* [問題文 A] 東京都の不動産市場についての抜粋資料によると、2023年第4四半期に床面積1,000坪超の大規模ビルの取引は何件だったか。
* [問題文 B] 東京都の不動産市場についての抜粋資料から、「都心5区における取引金額の大」から「良ビルの取得が続いています。」までを一字も変えずに引用すること。

====== 抜粋資料 ======

東京都の不動産市場はオフィスビル・マンションともに、空室率が低下し賃料の上昇傾向が続いています。大型の新規オフィスビル供給による移転需要や、東京23区における世帯数の増加が住宅需要を押し上げ堅調な業況です。
しかしながら金利上昇や建設コストの上昇など、マイナス面の影響も考えられ楽観視はできません。この記事では東京都の不動産市場の現状と今後の動向について解説します。

目次

  1. 東京都のオフィス市場動向
    1. オフィスビル|売買市場の動き
    2. オフィスビル|賃貸市場の動き
    3. 注目を集めるエリア
  2. 東京都のマンション市場動向
    1. マンション|売買市場の動き
    2. マンション|賃貸市場の動き
    3. 注目を集めるエリア
  3. オフィスとマンションの変動要因(見通し)
    1. 金利の上昇
    2. 建設コスト上昇
    3. オフィスは二極化がすすむ
    4. マンションは堅調が続き多様化も
  4. 東京都の不動産市場は堅調だが変動要素も
東京都のオフィス市場動向

東京都心部における再開発事業により、大型オフィスの新規供給が続くオフィス市場は、景気回復の期待感もあり堅調と言える状況です。ここでは最近のオフィス市場における売買および賃貸動向について詳しくみていきます。

2024年の都心5区(港、千代田、中央、渋谷、新宿区)は、オフィスビルの売買取引量が回復しました。規模別にみていくと床面積1,000坪超の大規模ビルは、2023年は四半期ごとに売買件数が低下しており、第4四半期はわずか1件の取引でしたが、2024年には大規模ビルの取引が目立つようになりました。

一方、中小ビルは都心5区において2023年から堅調な取引状況が継続し、2024年も引き続き堅調な状態を維持しています。背景には、都心5区の空室率が低い水準で推移していることがあげられますが、リフォーム工事によるバリューアップを目的にした、築30年前後の築古ビルの購入も増加しています。

都心5区における取引金額の大きなビル取引に目を向けると、2024年10月には上場企業の国内不動産売買取引額が、4か月連続で前年同期比を上回っており、オフィスビル3棟で900億円を超える高額な売買取引もありました。

また国内外の投資家はオフィス回帰が顕著な日本および韓国に注目しており、東京では上場REITや私募REITによる優良ビルの取得が続いています。

東京ビジネス地区(都心5区)では大規模な再開発事業によるオフィス供給が続いており、新しいニーズに対応したオフィス空間が評価され入居状況は堅調です。

====== 提供情報 ======

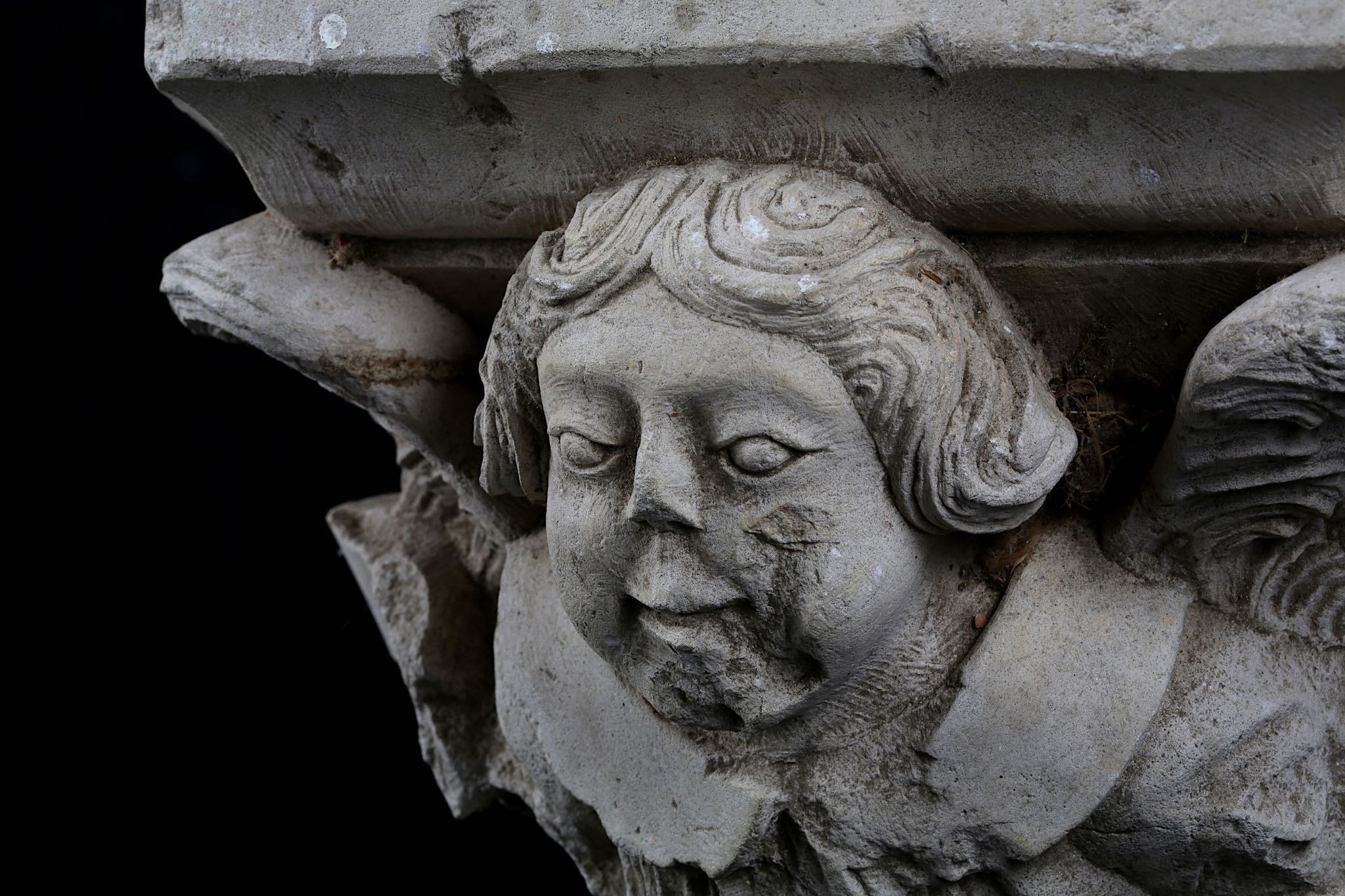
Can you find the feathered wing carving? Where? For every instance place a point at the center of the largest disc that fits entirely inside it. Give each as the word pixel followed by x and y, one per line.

======

* [最終解答 A] 1件

* [最終解答 B]
都心5区における取引金額の大きなビル取引に目を向けると、2024年10月には上場企業の国内不動産売買取引額が、4か月連続で前年同期比を上回っており、オフィスビル3棟で900億円を超える高額な売買取引もありました。

また国内外の投資家はオフィス回帰が顕著な日本および韓国に注目しており、東京では上場REITや私募REITによる優良ビルの取得が続いています。